+++ GIVEN INFORMATION

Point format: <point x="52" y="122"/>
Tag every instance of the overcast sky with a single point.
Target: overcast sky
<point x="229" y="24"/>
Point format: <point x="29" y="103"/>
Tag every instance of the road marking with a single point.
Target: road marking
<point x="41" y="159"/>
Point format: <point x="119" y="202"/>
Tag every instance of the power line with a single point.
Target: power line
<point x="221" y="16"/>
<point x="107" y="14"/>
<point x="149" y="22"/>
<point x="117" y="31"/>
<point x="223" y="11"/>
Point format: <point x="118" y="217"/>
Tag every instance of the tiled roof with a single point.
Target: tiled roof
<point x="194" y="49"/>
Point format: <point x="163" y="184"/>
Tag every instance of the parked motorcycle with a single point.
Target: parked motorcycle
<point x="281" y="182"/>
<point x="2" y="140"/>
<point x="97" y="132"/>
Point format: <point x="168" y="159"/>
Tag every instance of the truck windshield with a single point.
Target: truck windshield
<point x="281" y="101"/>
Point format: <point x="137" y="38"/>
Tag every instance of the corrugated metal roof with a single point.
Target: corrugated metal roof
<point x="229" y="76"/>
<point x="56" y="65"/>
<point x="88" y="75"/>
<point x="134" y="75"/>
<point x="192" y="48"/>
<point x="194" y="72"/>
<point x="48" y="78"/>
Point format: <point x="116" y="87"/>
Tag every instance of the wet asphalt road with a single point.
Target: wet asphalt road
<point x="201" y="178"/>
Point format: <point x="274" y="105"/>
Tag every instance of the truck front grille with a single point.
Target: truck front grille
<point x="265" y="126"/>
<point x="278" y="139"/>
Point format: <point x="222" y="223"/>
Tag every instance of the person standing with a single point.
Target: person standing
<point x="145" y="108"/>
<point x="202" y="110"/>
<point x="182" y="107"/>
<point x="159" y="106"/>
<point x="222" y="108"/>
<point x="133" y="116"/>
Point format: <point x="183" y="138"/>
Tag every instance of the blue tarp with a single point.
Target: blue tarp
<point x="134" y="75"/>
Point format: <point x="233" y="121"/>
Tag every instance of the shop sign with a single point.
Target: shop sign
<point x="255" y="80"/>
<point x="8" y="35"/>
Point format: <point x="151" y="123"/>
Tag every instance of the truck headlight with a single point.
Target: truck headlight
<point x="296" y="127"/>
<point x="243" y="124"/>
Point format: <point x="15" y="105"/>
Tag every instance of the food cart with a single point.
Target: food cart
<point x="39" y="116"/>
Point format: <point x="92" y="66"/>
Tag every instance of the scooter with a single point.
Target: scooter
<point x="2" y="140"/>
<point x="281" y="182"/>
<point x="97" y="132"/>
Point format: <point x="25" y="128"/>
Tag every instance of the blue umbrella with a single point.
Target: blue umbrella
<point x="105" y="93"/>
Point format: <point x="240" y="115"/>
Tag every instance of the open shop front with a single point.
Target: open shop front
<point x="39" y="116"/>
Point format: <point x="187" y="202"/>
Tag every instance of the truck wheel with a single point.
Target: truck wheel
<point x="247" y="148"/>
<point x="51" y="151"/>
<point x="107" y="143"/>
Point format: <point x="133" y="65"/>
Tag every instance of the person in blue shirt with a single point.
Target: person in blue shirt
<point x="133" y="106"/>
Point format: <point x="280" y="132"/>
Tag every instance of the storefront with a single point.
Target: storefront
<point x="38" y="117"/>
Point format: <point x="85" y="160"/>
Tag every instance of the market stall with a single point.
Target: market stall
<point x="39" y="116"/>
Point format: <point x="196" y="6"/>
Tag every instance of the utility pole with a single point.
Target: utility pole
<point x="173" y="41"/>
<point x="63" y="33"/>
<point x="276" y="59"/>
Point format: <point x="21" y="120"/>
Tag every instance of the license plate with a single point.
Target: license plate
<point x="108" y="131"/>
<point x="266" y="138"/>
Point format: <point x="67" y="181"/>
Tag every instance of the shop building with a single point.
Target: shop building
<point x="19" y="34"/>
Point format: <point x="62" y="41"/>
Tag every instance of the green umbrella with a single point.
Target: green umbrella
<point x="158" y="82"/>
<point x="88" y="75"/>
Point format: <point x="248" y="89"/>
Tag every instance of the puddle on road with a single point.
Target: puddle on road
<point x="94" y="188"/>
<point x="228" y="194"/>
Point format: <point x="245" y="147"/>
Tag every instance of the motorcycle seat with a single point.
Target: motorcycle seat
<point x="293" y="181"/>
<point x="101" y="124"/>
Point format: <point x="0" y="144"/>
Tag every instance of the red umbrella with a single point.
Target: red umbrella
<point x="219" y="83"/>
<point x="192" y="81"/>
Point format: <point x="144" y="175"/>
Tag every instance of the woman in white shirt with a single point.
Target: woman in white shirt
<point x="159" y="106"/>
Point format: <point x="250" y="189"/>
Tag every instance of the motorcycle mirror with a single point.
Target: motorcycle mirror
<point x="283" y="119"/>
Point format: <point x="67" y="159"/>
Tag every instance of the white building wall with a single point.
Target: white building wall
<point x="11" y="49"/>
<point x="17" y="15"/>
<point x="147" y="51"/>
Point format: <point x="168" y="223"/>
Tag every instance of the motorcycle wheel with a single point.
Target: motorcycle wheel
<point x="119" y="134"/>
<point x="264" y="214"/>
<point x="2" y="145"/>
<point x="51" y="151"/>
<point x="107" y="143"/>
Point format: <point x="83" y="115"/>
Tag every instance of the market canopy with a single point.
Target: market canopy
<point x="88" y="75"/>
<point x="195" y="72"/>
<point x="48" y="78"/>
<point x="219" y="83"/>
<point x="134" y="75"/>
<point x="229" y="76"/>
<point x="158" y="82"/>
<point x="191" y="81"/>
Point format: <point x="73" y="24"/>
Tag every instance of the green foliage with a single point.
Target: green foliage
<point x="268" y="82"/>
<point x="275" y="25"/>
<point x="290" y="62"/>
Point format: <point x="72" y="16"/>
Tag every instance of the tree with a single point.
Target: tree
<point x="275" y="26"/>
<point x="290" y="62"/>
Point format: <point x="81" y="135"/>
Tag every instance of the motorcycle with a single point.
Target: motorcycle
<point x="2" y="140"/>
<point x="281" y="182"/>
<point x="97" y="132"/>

++++++

Transcribe, with no changes, the listing above from its first line through the line with "Tag every instance of the corrugated", including that line, and stop once it is done.

Point format: <point x="52" y="122"/>
Tag every instance of the overcast sky with a single point.
Target: overcast sky
<point x="229" y="24"/>
Point format: <point x="29" y="103"/>
Tag every instance of the road marking with a single point.
Target: road marking
<point x="41" y="159"/>
Point format: <point x="119" y="202"/>
Tag every instance of the power line with a single point.
Target: power line
<point x="221" y="16"/>
<point x="107" y="14"/>
<point x="149" y="22"/>
<point x="117" y="31"/>
<point x="223" y="11"/>
Point format: <point x="118" y="217"/>
Tag every instance of the tiled roof with a single point.
Target: tiled roof
<point x="194" y="49"/>
Point format: <point x="163" y="184"/>
Tag every instance of the parked motorcycle with a single point.
Target: parked motorcycle
<point x="281" y="182"/>
<point x="2" y="140"/>
<point x="97" y="132"/>
Point format: <point x="168" y="159"/>
Tag every instance of the truck windshield with a single point.
Target: truck windshield
<point x="281" y="101"/>
Point format: <point x="137" y="38"/>
Tag every instance of the corrugated metal roof with a single point.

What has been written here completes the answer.